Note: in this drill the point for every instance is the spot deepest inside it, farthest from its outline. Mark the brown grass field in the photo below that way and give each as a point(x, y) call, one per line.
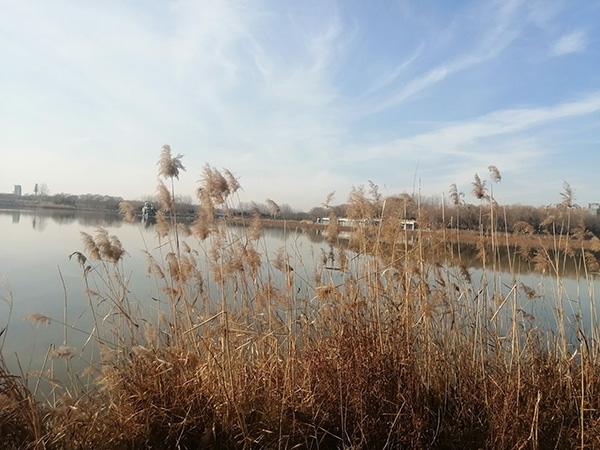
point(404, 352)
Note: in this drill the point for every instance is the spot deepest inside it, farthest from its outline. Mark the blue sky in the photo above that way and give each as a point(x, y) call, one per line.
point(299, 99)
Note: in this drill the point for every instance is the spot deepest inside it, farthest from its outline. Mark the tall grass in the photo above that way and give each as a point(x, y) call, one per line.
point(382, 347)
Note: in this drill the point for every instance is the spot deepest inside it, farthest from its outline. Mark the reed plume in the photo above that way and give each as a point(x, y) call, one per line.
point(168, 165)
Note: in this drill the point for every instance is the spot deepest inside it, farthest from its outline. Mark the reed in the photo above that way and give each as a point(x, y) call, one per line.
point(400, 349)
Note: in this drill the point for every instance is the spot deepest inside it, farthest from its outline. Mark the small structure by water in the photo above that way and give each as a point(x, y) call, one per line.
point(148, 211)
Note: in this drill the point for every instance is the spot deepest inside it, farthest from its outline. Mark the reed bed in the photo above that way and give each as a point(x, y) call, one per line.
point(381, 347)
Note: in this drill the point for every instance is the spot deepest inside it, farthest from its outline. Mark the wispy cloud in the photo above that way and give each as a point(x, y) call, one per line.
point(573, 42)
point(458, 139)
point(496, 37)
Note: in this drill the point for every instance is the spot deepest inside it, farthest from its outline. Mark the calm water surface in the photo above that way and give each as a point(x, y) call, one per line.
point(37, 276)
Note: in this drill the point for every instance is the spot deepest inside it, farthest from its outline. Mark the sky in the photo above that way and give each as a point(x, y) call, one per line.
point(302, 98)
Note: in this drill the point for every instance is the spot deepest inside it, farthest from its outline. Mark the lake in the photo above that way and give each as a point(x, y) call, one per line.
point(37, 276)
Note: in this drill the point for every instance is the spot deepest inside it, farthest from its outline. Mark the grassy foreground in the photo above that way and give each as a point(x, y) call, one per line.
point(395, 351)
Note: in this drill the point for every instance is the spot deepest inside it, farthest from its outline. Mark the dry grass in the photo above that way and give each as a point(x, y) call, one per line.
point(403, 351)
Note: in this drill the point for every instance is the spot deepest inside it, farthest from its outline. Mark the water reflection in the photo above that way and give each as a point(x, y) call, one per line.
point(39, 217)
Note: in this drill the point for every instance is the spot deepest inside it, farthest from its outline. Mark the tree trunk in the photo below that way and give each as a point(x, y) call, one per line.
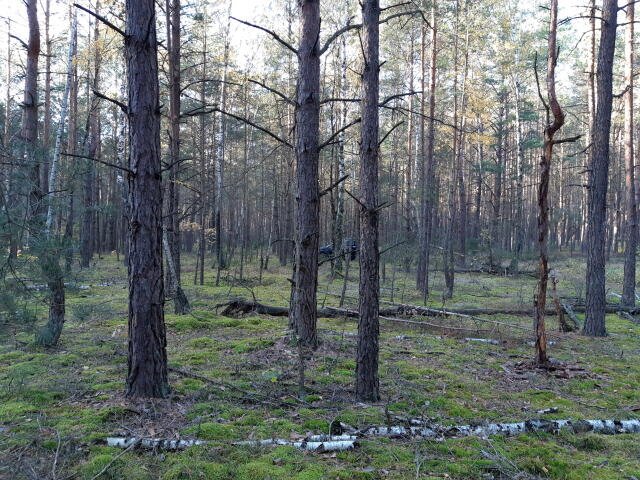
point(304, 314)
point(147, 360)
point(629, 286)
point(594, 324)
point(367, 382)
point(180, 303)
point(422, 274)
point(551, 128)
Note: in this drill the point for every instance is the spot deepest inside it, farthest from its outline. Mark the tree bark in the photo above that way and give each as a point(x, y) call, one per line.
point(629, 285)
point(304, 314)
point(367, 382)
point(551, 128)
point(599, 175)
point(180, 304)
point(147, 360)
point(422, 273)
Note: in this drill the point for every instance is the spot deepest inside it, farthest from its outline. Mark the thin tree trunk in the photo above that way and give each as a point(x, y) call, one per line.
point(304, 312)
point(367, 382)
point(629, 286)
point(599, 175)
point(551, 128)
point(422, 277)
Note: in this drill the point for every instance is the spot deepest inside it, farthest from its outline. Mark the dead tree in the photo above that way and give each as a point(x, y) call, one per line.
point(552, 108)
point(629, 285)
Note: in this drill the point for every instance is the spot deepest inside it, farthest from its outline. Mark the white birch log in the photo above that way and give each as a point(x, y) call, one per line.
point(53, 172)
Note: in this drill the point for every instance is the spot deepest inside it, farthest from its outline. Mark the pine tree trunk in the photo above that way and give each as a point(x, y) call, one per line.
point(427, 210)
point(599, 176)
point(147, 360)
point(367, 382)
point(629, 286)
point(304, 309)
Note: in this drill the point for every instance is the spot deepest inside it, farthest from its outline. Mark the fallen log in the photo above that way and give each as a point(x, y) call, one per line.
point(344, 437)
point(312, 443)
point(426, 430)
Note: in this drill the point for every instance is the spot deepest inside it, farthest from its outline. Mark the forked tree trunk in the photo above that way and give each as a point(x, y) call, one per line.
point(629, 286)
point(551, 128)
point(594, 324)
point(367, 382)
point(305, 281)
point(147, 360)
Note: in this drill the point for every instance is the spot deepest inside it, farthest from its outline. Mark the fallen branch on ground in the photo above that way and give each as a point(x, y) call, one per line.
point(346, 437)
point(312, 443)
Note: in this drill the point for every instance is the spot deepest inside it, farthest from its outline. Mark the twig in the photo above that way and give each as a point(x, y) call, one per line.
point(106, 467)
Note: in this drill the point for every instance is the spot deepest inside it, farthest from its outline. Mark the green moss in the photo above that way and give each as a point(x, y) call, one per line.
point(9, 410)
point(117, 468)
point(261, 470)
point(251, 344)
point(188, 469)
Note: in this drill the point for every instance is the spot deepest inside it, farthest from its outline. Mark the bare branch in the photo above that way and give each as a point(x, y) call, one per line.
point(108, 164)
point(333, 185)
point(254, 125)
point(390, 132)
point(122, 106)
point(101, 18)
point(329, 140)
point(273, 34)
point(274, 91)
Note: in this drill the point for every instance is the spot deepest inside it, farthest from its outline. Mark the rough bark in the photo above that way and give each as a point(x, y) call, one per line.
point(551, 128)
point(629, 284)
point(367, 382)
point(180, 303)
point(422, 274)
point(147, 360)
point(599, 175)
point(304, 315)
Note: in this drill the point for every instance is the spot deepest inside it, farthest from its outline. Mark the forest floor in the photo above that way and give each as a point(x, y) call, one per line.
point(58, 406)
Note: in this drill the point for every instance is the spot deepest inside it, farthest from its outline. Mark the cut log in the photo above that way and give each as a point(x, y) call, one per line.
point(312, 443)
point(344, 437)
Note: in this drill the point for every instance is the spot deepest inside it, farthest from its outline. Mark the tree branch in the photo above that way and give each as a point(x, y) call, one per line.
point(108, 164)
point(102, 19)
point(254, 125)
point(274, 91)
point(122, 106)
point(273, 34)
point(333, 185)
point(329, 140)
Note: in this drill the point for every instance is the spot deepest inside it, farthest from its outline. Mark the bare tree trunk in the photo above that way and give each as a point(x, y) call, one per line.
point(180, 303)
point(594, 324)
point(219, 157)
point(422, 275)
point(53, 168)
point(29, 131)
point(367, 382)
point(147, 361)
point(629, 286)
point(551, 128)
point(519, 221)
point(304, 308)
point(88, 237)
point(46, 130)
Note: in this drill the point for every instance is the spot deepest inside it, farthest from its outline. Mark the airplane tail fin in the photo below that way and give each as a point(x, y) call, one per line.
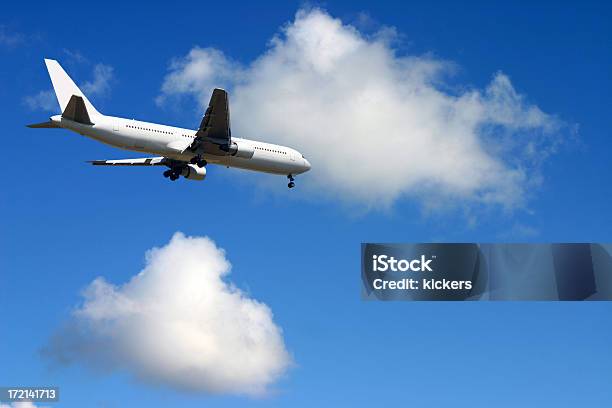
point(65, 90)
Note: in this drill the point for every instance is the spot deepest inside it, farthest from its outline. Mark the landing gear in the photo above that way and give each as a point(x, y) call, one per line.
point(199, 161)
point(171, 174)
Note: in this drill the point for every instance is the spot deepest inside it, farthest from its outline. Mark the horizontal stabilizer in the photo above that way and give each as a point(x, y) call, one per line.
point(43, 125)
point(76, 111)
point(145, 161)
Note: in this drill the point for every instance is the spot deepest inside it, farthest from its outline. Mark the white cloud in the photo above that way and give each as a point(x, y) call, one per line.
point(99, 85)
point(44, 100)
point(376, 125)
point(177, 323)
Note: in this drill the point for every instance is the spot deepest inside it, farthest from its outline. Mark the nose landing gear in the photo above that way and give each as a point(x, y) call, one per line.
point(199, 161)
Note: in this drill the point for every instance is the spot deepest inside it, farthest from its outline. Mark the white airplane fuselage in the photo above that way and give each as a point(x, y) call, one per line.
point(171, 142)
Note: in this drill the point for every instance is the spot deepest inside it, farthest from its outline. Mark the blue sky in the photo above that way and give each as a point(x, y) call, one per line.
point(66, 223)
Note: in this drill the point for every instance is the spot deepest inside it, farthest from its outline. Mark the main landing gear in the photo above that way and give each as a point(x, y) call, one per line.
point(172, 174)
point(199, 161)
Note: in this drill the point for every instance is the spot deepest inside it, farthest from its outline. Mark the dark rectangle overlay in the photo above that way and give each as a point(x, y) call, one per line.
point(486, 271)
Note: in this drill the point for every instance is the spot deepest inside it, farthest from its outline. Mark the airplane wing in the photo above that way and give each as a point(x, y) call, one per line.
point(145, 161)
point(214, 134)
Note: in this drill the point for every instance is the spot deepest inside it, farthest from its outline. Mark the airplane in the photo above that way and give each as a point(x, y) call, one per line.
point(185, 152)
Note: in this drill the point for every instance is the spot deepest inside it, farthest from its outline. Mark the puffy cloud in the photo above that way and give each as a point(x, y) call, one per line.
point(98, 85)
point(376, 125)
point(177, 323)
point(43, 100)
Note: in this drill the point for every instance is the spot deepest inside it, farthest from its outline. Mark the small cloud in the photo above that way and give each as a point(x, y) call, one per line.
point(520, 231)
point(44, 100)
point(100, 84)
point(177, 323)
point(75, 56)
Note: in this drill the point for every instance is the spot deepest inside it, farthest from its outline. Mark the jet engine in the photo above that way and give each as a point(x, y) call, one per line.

WHAT IS ASKED
Render the lines as a Markdown table with the columns "Row" and "Text". Begin at the line that contains "Mark the nose", stop after the line that contains "point(171, 142)", and include only those lines, leaving out any blank ones.

REPLY TO THE TASK
| Row | Text |
|---|---|
| 1 | Note: in this drill the point for every instance is the spot deepest inside it, farthest from its outline. Mark the nose landing gear in the photo above that way and give each as a point(x, y) call, one per line. |
| 2 | point(199, 161) |
| 3 | Note: in this drill the point for every instance is the spot deepest inside it, farthest from its outline. Mark the white airplane fuselage in the photo above that way and give each as a point(x, y) call, one per line. |
| 4 | point(171, 142) |